▸ **WRITTEN REQUEST**: Copy out the line containing "request | drop a dot on each instance of the jockey" and each line after it, through the last one in the material, exactly as written.

▸ **RECORDS FOR THE EXERCISE**:

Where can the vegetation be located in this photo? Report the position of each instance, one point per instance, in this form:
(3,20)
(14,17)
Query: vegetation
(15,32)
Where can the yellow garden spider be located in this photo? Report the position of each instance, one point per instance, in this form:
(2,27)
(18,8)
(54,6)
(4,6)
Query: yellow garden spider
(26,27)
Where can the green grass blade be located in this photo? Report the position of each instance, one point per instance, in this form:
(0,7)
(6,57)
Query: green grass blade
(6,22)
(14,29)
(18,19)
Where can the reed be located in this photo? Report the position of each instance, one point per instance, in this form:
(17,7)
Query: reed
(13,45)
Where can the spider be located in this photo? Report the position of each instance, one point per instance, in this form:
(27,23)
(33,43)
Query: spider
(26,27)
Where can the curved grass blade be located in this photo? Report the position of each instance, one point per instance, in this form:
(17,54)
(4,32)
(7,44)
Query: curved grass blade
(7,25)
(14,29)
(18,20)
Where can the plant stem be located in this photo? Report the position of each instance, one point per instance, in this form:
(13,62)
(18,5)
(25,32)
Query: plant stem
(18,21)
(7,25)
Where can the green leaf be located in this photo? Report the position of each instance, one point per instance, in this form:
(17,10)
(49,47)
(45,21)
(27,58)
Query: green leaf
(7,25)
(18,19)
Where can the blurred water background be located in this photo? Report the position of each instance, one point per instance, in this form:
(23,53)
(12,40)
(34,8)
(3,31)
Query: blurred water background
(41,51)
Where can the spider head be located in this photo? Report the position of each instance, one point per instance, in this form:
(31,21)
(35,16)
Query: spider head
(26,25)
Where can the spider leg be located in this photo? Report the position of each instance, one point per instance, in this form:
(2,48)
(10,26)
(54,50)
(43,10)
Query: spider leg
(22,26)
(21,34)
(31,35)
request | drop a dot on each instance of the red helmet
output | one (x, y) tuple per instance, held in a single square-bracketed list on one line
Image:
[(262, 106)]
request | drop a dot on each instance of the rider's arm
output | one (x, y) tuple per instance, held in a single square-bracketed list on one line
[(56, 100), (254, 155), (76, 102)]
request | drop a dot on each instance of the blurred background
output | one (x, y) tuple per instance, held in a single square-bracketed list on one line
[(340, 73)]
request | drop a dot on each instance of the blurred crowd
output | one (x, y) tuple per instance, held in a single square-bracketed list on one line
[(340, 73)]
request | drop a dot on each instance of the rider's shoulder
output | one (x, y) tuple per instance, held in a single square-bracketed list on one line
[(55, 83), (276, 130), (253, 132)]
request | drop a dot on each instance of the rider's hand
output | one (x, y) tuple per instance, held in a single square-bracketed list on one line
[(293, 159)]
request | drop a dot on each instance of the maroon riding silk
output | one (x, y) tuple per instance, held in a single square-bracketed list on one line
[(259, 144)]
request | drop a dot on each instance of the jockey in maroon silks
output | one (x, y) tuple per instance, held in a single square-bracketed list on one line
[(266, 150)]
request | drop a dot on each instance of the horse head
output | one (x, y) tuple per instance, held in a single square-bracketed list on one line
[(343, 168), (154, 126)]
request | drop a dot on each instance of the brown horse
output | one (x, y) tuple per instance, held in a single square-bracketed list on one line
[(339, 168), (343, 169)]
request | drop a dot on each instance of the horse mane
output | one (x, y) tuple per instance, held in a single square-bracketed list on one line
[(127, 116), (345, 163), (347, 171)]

▸ **TASK RESPONSE**:
request | drop a dot on each instance of the jockey in maroon silks
output | one (x, y) tuple per instance, held in a single square-bracketed list on one line
[(266, 150)]
request | drop a dot on each instance of the horse head
output | one (x, y) tuple per instance, held in a single square-bracketed list on one line
[(343, 168), (154, 126)]
request | drop a dot on each instance of the brown horse
output | one (x, y) tuple per instance, held in a single square-bracketed list on one line
[(339, 168), (343, 169)]
request | drop a dot on each instance of the horse mane
output | one (x, y) tuple per instance, held in a single square-bracketed list on one line
[(127, 116), (345, 163), (347, 171)]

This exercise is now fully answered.